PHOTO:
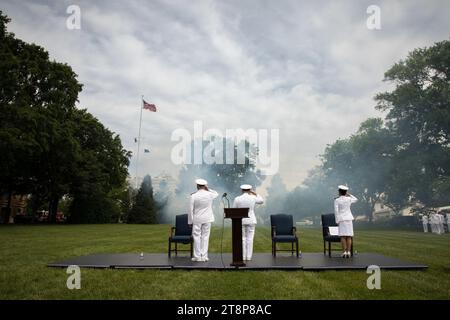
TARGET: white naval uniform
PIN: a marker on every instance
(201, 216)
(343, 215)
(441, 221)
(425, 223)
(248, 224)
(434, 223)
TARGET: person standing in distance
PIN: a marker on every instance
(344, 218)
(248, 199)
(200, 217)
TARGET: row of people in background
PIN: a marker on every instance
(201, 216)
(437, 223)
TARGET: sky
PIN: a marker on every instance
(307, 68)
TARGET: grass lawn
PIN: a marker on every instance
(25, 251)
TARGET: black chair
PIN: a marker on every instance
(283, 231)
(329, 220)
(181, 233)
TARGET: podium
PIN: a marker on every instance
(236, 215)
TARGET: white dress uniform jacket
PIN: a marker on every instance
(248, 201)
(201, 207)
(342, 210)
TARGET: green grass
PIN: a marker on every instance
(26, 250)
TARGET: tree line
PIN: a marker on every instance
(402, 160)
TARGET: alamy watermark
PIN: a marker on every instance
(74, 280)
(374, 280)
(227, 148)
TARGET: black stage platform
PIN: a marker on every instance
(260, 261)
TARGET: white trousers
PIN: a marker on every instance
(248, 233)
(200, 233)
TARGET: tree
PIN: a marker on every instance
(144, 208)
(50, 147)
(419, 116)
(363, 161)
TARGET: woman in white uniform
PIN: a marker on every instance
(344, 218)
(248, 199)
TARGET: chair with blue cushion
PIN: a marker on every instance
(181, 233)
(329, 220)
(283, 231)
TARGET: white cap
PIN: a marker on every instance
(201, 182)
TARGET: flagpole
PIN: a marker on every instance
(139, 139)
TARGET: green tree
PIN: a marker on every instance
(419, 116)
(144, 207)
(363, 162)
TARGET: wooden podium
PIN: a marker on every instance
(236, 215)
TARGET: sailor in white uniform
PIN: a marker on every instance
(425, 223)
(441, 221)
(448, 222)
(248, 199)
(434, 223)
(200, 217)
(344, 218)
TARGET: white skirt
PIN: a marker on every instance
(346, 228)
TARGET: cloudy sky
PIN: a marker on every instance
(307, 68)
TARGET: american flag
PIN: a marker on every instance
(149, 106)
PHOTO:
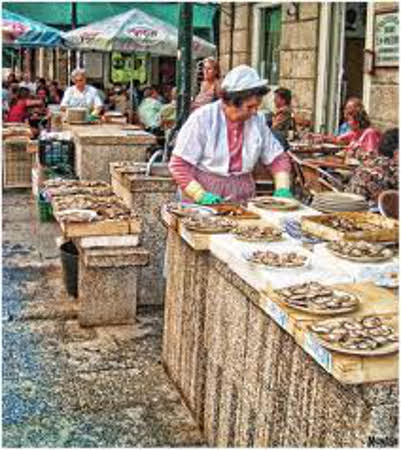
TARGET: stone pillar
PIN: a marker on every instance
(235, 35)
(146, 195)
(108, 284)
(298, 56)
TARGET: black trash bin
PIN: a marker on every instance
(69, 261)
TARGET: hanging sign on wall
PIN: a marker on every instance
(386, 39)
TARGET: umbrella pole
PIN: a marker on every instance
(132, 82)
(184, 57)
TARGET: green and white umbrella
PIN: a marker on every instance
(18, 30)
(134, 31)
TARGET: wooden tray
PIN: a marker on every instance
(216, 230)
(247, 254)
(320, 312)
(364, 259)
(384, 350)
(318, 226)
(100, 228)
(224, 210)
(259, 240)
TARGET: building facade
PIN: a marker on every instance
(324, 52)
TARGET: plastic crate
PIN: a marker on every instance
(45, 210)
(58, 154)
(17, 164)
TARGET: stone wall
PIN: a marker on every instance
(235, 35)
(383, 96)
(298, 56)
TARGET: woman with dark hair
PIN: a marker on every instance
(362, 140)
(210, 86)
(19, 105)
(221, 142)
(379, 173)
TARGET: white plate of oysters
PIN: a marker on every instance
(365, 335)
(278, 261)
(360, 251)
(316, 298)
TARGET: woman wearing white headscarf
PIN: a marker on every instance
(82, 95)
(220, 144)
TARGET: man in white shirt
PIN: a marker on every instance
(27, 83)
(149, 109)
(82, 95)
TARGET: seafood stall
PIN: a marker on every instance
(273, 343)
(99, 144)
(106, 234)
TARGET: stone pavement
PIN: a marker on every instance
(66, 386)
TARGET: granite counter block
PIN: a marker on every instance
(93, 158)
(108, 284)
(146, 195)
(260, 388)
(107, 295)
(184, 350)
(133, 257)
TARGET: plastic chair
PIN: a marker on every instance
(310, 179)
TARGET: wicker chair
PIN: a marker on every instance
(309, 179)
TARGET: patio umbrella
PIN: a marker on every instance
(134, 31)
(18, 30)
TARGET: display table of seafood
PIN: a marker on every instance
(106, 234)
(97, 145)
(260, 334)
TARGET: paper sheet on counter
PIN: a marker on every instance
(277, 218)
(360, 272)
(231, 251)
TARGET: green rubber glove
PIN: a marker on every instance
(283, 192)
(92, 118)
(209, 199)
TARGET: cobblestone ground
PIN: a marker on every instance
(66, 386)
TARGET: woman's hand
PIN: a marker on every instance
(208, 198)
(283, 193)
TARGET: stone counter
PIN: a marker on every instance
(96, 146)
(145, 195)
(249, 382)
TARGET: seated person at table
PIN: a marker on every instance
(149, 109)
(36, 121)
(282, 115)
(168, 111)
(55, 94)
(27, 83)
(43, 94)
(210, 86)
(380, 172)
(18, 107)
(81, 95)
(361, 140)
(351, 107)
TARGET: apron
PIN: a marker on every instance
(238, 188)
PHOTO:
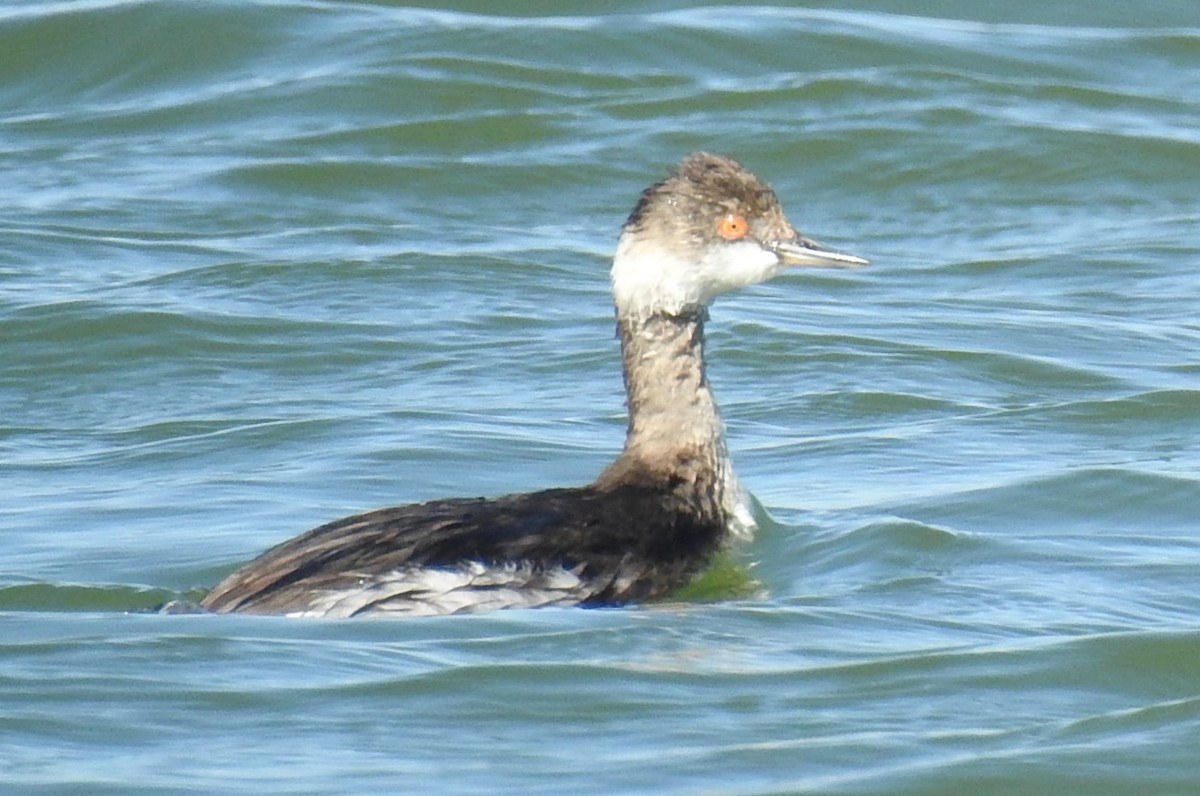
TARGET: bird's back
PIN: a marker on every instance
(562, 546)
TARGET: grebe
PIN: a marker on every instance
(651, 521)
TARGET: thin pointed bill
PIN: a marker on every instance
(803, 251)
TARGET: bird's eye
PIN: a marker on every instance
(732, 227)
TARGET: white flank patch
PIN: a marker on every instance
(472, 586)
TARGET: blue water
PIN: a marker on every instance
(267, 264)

○ ○ ○ ○ ○ ○ ○

→ **WORK REQUEST**:
Determine how many lines of the material include the string "woman", and give only the resulting number.

→ **RESULT**:
4